• ZU ERLEDIGEN
1. Gib aus dem Text über die Mistkäfer den Abschnitt von „Lund (Schweden)/Wits (Südafrika)“ bis „gerichtet fortbewegen könnten.“ wortgetreu wieder.
2. In welchem Fachblatt berichten die Forscher laut dem Text über die Mistkäfer von ihrer Entdeckung?
3. Zähle alle Orientierungshilfen am Himmel auf, die der Text über die Mistkäfer nennt.

• VORLIEGENDER TEXT
____

Mistkäfer orientieren sich nachts an der Milchstraße

In mondlosen Nächten nutzen die Insekten den diffusen Lichtstreifen am Himmel, um ihre Dungkugel auf geradem Weg fortzurollen
In mondlosen Nächten nutzt der afrikanische Mistkäfer Scarabaeus satyrus die Milchstraße zur Orientierung.
In mondlosen Nächten nutzt der afrikanische Mistkäfer Scarabaeus satyrus die Milchstraße zur Orientierung.
© Current Biology, Dacke et al.
Lund (Schweden)/Wits (Südafrika) - Afrikanische Mistkäfer nutzen den Himmel als Kompass. Sie orientieren sich an Sonne, Mond und polarisiertem Licht. Jetzt haben schwedische und südafrikanische Biologen eine weitere, im ganzen Tierreich bisher einzigartige Fähigkeit dieser Insekten nachgewiesen. In klaren mondlosen Nächten dient ihnen das Band der Milchstraße dazu, eine eingeschlagene Richtung beizubehalten, wenn sie ihre Dungkugel wegrollen, berichten die Forscher im Fachblatt „Current Biology“. Die Wissenschaftler halten es für möglich, dass sich auch andere nachtaktive Tiere auf diese Weise gerichtet fortbewegen könnten.

____

• DIE DATEN

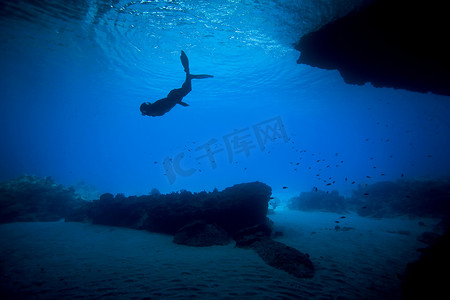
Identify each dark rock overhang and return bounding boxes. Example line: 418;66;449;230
295;0;450;96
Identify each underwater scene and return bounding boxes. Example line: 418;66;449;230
0;0;450;300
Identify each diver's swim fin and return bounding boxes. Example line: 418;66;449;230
180;50;189;74
189;74;214;79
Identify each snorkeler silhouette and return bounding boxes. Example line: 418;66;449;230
140;51;213;117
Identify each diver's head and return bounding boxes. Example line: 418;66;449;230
139;102;151;116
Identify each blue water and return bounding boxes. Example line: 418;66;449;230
0;0;450;198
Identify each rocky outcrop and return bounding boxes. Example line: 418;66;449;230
402;231;450;300
0;175;85;223
173;221;231;247
235;220;314;278
295;0;450;96
88;182;272;236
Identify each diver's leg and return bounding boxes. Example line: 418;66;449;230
180;50;189;74
189;74;214;79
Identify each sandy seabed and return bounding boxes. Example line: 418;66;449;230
0;210;437;300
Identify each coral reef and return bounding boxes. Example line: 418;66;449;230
87;182;272;236
0;175;84;223
349;180;450;218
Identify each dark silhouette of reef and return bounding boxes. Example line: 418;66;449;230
402;231;450;300
295;0;450;96
0;176;314;278
0;175;85;223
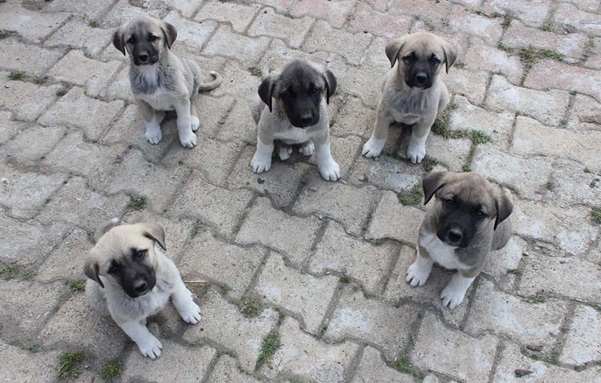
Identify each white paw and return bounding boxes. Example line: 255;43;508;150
298;141;315;156
405;261;432;287
319;159;340;181
190;116;200;132
361;136;386;158
138;334;163;359
250;152;271;173
144;124;163;145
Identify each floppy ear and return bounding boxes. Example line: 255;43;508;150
495;188;513;230
113;28;125;56
83;257;104;288
259;76;275;112
385;37;405;68
422;172;449;205
323;69;338;104
161;21;177;49
140;223;167;251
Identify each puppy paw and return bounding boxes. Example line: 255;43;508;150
405;261;432;287
138;335;163;359
361;137;386;158
298;141;315;156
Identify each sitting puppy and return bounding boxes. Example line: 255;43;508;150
407;172;513;308
251;60;340;181
84;219;200;359
362;32;457;164
113;16;221;148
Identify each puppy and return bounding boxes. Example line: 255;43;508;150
407;172;513;308
251;60;340;181
362;32;457;164
113;16;221;148
84;219;200;359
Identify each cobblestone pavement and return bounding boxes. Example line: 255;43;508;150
0;0;601;383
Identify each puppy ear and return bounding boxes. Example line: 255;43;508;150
83;257;104;288
495;188;513;230
385;37;405;68
161;21;177;49
140;223;167;251
422;172;449;205
323;69;338;104
113;28;125;56
259;76;275;112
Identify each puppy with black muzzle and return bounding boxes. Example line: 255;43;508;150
251;60;340;181
113;16;221;148
84;219;200;359
362;32;457;164
407;172;513;308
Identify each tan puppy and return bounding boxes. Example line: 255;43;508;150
407;172;513;308
113;16;221;148
362;32;457;164
84;219;200;359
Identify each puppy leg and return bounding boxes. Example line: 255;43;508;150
405;246;434;287
361;100;394;158
440;270;478;309
313;131;340;181
136;99;165;145
175;99;196;148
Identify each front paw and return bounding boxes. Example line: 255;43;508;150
361;136;386;158
138;334;163;359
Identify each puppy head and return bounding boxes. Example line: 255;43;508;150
423;172;513;247
113;16;177;66
84;223;165;298
386;32;457;89
259;60;337;128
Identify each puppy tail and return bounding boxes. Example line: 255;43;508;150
94;217;121;242
198;71;223;91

____

• ANTWORTEN
1.
Lund (Schweden)/Wits (Südafrika) - Afrikanische Mistkäfer nutzen den Himmel als Kompass. Sie orientieren sich an Sonne, Mond und polarisiertem Licht. Jetzt haben schwedische und südafrikanische Biologen eine weitere, im ganzen Tierreich bisher einzigartige Fähigkeit dieser Insekten nachgewiesen. In klaren mondlosen Nächten dient ihnen das Band der Milchstraße dazu, eine eingeschlagene Richtung beizubehalten, wenn sie ihre Dungkugel wegrollen, berichten die Forscher im Fachblatt „Current Biology“. Die Wissenschaftler halten es für möglich, dass sich auch andere nachtaktive Tiere auf diese Weise gerichtet fortbewegen könnten.

2. Im Fachblatt „Current Biology“.

3. Sonne, Mond, polarisiertes Licht, Milchstraße